# [WRITTEN REQUEST]
Render the stretch of the listing below from the line containing "Mark the pine" through the line containing "point(658, 428)" as a two-column CSV with the header prompt_text,point_calls. Each row should pair one paragraph beginning "Note:" with the point lines under it, each value in a single quoted field and line breaks replaced by spaces.
------ RECORD EXCERPTS
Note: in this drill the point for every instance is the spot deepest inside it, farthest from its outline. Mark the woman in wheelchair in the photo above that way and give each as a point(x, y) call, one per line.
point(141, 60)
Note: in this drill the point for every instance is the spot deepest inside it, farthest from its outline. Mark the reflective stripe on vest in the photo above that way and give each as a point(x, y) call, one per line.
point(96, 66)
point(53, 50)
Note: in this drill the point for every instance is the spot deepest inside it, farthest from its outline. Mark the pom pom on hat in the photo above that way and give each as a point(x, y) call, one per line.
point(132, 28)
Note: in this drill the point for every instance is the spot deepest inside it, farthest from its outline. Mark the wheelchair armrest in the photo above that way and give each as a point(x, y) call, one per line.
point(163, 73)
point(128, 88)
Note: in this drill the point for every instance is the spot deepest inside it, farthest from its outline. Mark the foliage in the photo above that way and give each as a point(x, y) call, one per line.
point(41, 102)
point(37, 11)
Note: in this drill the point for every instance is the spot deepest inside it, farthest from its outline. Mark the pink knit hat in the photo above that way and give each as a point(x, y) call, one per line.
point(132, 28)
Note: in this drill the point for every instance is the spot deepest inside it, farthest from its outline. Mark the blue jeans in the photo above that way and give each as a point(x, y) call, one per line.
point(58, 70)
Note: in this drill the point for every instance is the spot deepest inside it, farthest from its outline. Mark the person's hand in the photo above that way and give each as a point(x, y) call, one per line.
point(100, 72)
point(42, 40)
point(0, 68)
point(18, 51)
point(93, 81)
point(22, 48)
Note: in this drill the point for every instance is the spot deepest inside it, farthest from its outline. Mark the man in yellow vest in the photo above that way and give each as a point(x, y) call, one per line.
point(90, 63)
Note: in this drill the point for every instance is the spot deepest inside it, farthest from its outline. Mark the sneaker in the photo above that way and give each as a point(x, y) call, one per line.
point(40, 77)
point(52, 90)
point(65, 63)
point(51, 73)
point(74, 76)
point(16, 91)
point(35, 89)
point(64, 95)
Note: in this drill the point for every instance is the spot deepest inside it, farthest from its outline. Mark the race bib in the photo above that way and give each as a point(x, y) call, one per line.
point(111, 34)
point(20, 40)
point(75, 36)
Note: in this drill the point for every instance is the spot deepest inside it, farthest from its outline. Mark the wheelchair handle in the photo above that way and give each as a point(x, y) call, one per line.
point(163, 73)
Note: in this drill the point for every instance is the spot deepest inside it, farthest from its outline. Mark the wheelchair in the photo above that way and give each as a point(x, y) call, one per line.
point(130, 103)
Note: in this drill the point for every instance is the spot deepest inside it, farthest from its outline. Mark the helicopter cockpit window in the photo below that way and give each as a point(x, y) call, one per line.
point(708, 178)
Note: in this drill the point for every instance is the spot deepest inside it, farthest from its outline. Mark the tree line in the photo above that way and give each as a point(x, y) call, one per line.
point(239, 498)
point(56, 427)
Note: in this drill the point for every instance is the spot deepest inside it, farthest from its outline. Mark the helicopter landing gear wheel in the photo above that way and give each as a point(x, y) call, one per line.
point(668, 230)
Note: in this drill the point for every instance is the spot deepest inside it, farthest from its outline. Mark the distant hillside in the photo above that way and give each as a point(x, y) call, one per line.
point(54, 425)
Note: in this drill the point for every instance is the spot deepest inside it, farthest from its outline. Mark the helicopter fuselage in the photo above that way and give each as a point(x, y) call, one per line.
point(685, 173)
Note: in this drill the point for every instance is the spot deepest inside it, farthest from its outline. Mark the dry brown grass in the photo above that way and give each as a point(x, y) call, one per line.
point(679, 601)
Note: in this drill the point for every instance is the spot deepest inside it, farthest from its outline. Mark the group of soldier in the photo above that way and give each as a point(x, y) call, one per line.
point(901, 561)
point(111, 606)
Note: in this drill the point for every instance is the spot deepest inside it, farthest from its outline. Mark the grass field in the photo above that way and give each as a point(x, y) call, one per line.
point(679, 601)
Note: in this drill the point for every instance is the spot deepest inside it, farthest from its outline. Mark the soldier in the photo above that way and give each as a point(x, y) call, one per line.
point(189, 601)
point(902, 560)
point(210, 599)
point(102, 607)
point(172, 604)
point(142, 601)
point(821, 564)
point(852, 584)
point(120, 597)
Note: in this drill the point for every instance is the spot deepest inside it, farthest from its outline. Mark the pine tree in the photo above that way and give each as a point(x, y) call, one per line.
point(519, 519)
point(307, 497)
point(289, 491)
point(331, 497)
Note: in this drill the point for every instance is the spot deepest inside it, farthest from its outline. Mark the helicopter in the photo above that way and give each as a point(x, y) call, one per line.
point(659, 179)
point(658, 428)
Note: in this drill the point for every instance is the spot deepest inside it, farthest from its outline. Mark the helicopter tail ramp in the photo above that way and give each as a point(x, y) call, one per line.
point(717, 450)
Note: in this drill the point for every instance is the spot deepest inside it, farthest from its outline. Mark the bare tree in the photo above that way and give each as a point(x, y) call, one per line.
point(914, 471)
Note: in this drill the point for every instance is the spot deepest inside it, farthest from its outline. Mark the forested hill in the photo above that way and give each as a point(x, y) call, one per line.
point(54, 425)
------------
# [RESULT OF THE EXERCISE]
prompt_text,point_calls
"Note: in this drill the point for every instance is the spot deepest inside it, farthest from its outline. Mark the pine tree in the photo above that way and give each as a point(x, y) call, one per line.","point(519, 519) point(307, 497) point(289, 491) point(331, 497)"
"Note: in this drill the point for every instance is the spot deepest inside it, farthest from its outline. Mark the helicopter in the photo above that way and give each as a point(x, y) call, one per line.","point(659, 179) point(658, 428)"